■ Work to be completed
Copy every line of the entries that includes the word "white".

··· Working data

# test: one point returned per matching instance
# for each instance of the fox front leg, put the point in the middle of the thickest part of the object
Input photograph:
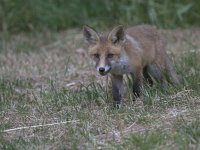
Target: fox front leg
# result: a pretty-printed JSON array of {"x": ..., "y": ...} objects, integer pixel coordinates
[
  {"x": 117, "y": 89},
  {"x": 137, "y": 82}
]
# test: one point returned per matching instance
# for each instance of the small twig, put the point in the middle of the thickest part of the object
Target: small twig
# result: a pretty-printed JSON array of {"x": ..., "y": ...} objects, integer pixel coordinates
[{"x": 41, "y": 125}]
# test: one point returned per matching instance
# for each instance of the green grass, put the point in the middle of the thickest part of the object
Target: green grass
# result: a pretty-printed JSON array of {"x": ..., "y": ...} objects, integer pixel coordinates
[
  {"x": 43, "y": 83},
  {"x": 28, "y": 15}
]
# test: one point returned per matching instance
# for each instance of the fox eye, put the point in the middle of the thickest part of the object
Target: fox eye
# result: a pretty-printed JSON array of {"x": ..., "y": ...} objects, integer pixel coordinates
[
  {"x": 110, "y": 55},
  {"x": 96, "y": 55}
]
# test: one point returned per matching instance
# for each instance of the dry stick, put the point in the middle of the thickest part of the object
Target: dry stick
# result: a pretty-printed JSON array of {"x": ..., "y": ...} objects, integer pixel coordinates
[{"x": 41, "y": 125}]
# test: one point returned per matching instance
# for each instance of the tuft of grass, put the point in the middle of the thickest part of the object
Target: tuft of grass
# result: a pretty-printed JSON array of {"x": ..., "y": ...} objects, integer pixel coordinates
[{"x": 46, "y": 81}]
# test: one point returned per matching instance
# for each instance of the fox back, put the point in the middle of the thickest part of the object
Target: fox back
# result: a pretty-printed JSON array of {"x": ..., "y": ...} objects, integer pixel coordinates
[{"x": 138, "y": 50}]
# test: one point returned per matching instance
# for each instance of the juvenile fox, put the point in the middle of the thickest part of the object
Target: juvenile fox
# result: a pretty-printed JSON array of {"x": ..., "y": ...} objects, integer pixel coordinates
[{"x": 138, "y": 51}]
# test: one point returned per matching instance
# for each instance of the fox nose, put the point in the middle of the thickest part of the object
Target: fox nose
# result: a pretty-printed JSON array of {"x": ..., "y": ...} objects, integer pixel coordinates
[{"x": 101, "y": 69}]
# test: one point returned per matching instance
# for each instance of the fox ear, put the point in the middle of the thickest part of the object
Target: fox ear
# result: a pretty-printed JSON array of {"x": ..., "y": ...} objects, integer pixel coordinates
[
  {"x": 117, "y": 34},
  {"x": 90, "y": 35}
]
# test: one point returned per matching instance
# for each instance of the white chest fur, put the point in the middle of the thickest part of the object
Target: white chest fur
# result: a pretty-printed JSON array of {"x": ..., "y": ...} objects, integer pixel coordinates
[{"x": 121, "y": 66}]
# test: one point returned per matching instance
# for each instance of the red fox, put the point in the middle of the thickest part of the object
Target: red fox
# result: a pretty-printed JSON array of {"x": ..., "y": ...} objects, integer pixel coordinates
[{"x": 139, "y": 51}]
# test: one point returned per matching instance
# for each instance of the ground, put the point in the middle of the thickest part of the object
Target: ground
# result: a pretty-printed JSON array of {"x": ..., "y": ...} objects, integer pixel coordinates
[{"x": 51, "y": 97}]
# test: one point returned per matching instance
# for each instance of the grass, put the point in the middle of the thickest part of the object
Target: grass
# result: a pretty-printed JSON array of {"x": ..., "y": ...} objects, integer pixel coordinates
[
  {"x": 42, "y": 83},
  {"x": 26, "y": 15}
]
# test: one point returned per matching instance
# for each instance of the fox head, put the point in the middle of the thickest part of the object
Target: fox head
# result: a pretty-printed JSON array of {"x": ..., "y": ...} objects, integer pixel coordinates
[{"x": 104, "y": 49}]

······

■ Written reply
# for each instance of the white chest fur, put the point in the middle of the thickest part of the object
Target: white chest fur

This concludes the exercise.